▸ SCHRIFTLICHE AUFGABE
Bearbeite den Abschnitt von der Zeile mit „Can you help me find the sandstone layer“ bis zum Ende der Datensätze, indem du „sunlit rock face“ durch „shaded rock face“ ersetzt. Gib nur diesen Abschnitt wieder und lass alles andere darin unverändert.

▸ MATERIAL ZUR AUFGABE
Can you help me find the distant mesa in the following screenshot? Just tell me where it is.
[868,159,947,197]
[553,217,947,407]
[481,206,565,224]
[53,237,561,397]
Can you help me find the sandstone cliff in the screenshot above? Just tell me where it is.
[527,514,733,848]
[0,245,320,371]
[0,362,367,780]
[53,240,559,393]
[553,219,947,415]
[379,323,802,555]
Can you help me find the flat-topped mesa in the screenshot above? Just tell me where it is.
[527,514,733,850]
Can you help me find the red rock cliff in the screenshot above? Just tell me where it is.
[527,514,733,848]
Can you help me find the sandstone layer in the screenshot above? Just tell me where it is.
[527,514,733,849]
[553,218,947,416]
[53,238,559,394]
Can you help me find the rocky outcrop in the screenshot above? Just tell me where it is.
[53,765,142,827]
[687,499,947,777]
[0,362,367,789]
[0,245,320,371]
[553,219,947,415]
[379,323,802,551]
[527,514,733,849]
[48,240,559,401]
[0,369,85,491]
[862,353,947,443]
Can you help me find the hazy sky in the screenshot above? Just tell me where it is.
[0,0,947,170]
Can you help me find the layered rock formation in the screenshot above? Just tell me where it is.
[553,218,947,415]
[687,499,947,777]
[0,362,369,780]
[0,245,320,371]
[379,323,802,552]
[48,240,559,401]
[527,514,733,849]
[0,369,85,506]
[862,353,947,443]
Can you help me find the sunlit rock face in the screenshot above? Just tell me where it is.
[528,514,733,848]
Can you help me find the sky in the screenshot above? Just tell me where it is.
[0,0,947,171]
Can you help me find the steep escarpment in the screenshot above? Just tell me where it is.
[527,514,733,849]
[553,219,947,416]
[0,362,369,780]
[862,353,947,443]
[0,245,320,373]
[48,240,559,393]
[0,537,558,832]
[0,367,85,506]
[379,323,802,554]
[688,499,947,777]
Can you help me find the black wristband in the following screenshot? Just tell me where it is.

▸ AUFGABENERGEBNIS
Can you help me find the sandstone layer in the screenshot above? Just tell me where it is.
[527,514,733,849]
[553,218,947,416]
[53,238,559,394]
Can you help me find the rocky outcrop in the screenshot above? Just tell me where it is.
[53,765,142,827]
[687,499,947,777]
[0,362,367,789]
[0,245,320,371]
[553,219,947,415]
[379,323,802,551]
[527,514,733,849]
[48,240,559,401]
[0,369,85,491]
[862,353,947,443]
Can you help me find the hazy sky in the screenshot above? Just tell me where it is.
[0,0,947,170]
Can you help me find the layered rock formation in the screenshot above? Just tell me where it is.
[553,218,947,415]
[687,499,947,777]
[0,362,369,780]
[0,245,320,371]
[379,323,802,552]
[48,240,559,401]
[527,514,733,849]
[0,369,85,506]
[862,353,947,443]
Can you help me find the shaded rock face in the screenshot above? Just tell me where it is.
[528,514,733,848]
Can you help me find the sky in the screenshot above? Just tell me where it is.
[0,0,947,171]
Can you help me find the steep escarpment in the screenshot above? Just tell me where it is.
[527,514,733,849]
[553,219,947,416]
[0,362,369,780]
[862,353,947,443]
[0,245,320,373]
[48,240,559,393]
[0,537,558,832]
[0,367,85,506]
[379,323,802,554]
[688,499,947,777]
Can you help me find the black wristband in the following screenshot? Just tell me where it is.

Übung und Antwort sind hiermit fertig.